====== Given data

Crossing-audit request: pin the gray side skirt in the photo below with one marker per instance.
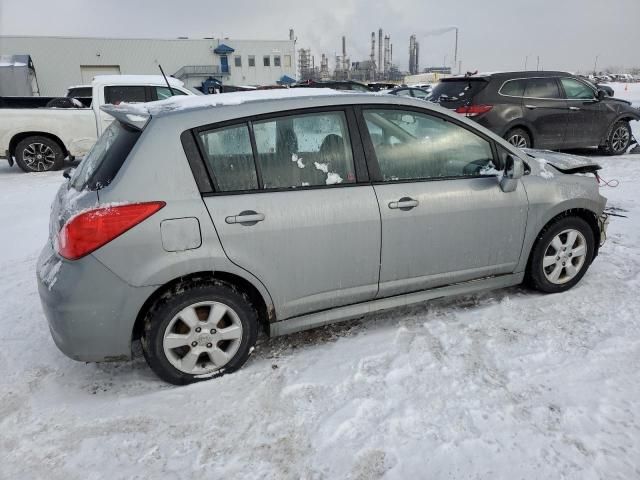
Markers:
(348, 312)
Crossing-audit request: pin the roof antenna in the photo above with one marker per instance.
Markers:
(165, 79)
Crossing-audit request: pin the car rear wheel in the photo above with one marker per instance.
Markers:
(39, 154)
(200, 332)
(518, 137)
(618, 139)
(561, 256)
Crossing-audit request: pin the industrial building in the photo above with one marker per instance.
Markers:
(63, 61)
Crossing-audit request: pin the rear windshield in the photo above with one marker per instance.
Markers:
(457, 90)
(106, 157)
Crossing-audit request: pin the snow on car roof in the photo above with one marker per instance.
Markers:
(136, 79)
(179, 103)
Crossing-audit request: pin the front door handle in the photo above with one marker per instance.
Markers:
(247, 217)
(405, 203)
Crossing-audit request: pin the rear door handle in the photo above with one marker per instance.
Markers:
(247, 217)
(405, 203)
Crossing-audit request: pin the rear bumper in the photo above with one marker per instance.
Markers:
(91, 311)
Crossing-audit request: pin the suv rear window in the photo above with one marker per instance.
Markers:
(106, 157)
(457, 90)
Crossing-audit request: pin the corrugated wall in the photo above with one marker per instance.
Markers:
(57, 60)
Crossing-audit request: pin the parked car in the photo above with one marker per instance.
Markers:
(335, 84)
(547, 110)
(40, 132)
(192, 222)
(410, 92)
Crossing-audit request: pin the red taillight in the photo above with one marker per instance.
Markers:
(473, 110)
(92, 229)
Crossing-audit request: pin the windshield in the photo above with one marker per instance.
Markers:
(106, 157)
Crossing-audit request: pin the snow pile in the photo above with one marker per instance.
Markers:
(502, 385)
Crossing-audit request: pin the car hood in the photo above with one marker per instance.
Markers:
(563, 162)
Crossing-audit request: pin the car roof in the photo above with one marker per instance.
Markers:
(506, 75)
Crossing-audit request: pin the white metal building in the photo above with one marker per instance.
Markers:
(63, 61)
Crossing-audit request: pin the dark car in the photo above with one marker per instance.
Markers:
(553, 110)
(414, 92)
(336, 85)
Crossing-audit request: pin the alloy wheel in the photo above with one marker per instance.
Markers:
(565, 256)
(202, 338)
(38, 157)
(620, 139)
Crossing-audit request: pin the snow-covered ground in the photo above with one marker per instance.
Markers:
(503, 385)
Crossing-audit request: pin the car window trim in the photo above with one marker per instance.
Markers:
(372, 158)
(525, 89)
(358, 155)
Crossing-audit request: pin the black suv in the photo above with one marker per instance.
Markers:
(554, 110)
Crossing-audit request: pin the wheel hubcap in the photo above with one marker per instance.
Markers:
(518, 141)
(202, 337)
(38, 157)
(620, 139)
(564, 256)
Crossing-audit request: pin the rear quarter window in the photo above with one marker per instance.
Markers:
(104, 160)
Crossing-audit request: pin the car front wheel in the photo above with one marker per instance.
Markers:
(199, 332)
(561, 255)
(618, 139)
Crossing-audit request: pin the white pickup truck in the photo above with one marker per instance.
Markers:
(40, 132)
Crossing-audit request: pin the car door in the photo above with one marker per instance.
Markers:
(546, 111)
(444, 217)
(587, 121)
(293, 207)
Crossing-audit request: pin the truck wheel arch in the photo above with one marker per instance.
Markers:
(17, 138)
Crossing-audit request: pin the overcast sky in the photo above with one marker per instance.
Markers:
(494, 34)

============
====== Given data

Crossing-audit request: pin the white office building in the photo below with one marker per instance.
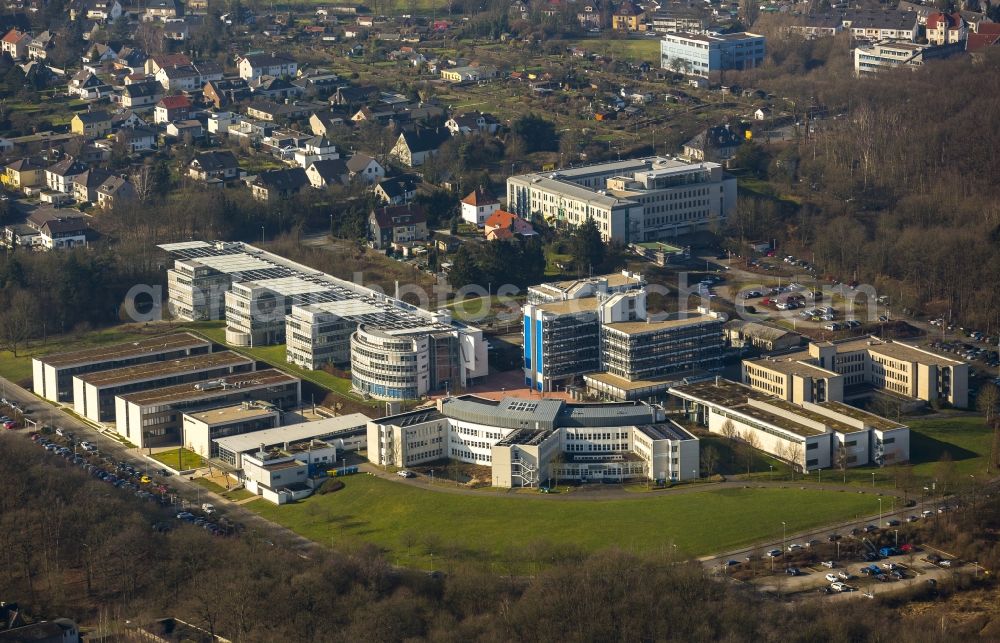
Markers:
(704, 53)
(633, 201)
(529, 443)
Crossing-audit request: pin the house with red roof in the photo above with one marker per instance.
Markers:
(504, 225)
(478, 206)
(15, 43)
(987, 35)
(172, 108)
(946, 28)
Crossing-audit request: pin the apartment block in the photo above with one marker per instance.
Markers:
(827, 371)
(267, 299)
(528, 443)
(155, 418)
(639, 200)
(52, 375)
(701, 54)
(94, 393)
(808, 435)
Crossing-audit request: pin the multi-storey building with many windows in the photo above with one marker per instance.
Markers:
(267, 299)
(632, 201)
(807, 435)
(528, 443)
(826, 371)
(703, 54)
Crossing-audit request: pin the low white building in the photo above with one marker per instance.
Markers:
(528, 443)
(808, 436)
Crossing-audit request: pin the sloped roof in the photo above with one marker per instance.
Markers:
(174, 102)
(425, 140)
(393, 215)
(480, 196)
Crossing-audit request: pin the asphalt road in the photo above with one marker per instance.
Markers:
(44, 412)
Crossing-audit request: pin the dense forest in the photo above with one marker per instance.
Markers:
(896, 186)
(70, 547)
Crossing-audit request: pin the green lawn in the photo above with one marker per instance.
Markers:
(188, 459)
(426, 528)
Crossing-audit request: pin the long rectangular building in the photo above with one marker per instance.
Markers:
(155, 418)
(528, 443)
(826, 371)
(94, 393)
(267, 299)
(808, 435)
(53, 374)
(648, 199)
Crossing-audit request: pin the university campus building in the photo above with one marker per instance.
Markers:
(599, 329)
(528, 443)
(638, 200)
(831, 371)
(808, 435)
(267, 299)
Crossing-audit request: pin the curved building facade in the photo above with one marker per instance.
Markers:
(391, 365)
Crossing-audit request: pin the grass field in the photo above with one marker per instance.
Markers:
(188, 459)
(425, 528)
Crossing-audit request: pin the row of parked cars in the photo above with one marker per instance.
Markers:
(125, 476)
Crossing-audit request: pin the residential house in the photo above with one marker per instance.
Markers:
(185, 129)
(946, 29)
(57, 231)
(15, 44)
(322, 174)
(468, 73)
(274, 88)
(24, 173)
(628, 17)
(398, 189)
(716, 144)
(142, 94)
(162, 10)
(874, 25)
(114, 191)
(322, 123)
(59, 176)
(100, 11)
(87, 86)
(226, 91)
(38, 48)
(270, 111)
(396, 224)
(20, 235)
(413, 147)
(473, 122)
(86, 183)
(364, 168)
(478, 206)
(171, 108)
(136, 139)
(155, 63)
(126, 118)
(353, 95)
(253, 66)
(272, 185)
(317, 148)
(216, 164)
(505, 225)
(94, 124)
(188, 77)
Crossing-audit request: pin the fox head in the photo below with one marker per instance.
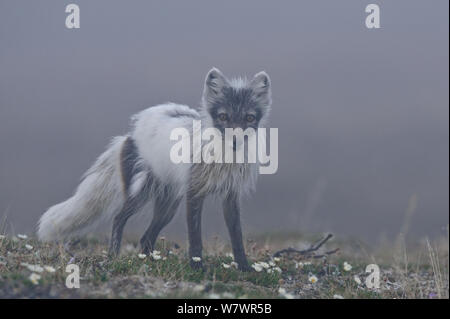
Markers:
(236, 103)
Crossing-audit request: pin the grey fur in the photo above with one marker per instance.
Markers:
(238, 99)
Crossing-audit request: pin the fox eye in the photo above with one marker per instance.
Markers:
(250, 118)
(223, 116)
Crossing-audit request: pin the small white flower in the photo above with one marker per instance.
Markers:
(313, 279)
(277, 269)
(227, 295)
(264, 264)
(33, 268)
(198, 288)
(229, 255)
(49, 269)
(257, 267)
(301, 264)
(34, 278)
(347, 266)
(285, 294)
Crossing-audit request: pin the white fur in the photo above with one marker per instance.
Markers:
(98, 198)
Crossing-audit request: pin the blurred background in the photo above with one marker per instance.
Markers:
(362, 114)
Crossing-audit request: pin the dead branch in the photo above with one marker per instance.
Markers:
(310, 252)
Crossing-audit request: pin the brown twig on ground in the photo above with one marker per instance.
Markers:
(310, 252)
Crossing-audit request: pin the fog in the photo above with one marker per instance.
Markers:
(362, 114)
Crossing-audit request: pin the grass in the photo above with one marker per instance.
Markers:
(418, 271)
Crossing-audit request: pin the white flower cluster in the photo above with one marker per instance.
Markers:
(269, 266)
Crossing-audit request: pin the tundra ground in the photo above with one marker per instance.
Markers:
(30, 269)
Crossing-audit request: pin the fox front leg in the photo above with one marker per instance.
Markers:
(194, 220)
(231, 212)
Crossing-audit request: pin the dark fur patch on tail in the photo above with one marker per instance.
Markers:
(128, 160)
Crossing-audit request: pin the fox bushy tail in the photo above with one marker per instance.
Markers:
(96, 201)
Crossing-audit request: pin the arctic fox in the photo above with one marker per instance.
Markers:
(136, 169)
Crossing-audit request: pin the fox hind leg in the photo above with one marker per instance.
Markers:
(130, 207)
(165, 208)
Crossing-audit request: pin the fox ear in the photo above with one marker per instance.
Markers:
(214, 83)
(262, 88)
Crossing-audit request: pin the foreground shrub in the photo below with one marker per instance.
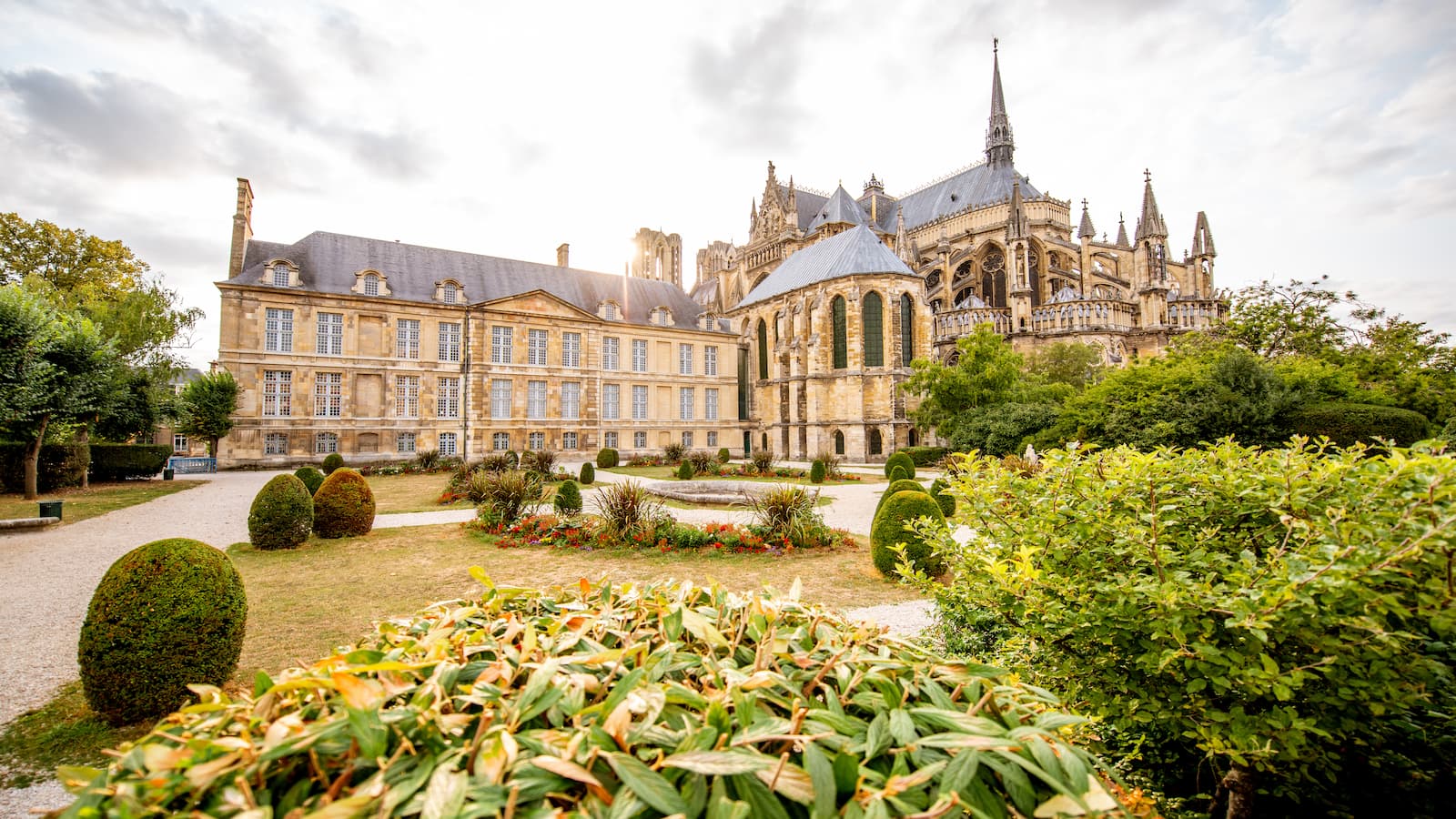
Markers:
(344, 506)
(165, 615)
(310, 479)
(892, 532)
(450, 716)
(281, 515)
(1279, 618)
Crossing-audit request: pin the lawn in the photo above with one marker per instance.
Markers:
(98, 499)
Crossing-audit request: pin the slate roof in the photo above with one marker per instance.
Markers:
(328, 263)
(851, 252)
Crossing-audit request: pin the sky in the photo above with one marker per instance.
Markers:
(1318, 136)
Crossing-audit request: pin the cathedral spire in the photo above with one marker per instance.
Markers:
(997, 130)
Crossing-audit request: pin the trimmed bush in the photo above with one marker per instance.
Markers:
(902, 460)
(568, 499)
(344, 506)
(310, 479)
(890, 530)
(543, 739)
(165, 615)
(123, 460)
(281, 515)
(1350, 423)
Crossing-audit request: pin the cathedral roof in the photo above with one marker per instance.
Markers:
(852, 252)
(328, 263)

============
====== Given data

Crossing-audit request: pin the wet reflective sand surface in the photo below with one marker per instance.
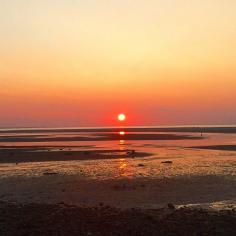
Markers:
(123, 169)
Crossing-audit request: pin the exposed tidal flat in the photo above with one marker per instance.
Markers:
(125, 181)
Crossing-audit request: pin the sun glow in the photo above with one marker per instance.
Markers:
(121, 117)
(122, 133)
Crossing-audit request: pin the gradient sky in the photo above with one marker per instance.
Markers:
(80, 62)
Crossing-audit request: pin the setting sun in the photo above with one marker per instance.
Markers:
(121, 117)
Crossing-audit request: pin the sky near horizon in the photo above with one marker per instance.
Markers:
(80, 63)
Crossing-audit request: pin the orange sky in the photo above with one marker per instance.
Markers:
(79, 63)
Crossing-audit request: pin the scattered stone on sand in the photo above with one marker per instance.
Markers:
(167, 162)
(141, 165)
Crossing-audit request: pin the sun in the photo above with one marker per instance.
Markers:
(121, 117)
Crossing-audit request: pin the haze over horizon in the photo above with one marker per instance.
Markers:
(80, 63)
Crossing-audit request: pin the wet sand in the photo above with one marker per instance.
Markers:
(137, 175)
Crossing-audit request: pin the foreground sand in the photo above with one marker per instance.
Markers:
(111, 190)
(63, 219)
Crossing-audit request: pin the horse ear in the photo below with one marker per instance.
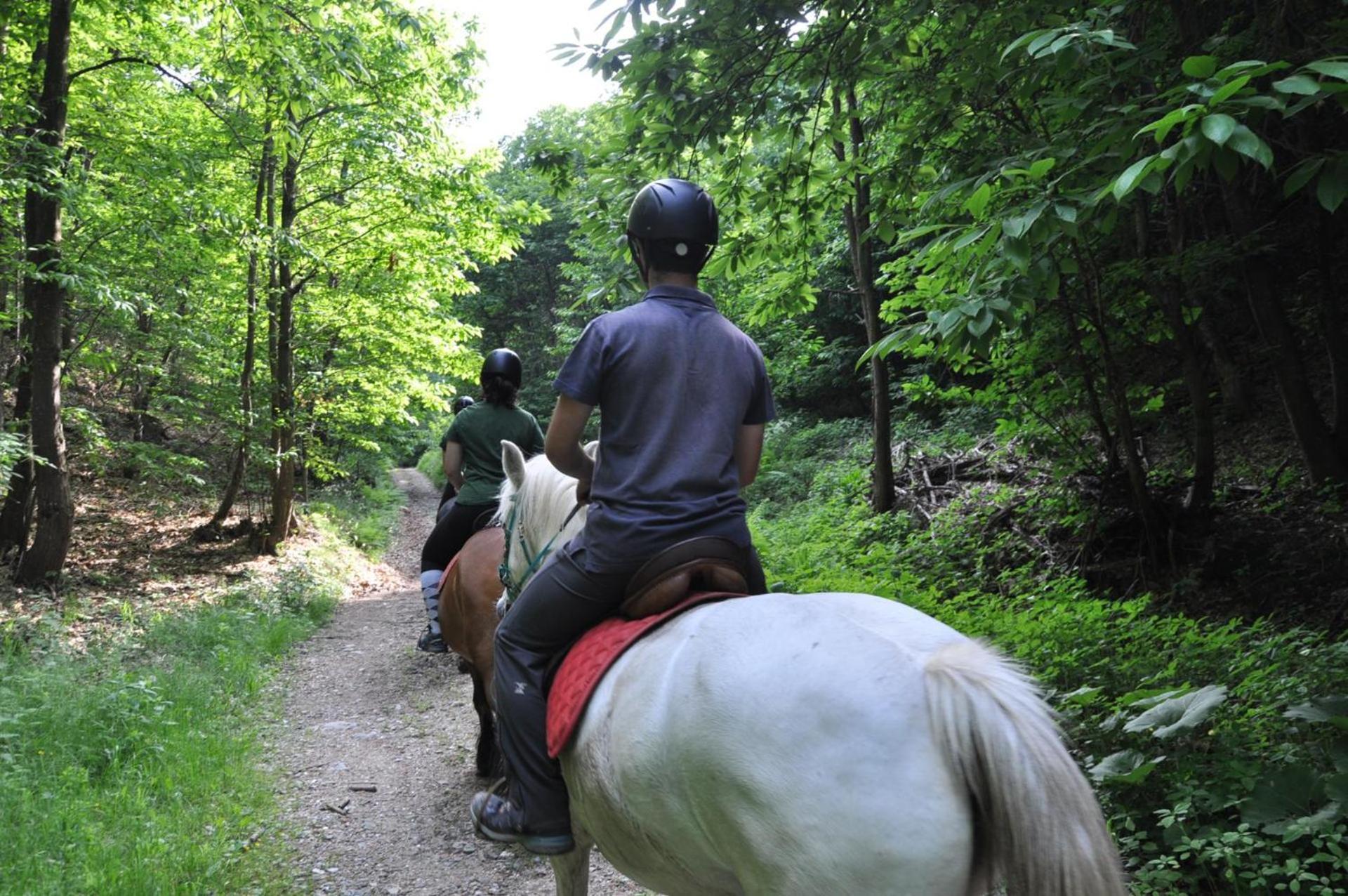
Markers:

============

Aim of the exercise → Locate each line in the entries above that contains the string "sand", and copy every such line in full.

Result for this exercise →
Crossing-audit request: pin the wet reflective sand surface in the photo below with one marker per instance.
Crossing-audit request: pin the scattered stone on sand in the photo above with one marker per instance.
Crossing-audit request: pin the wet sand in the photo above with one marker per instance.
Crossing-audit request: pin the foreground sand in the photo above with one marker per instance.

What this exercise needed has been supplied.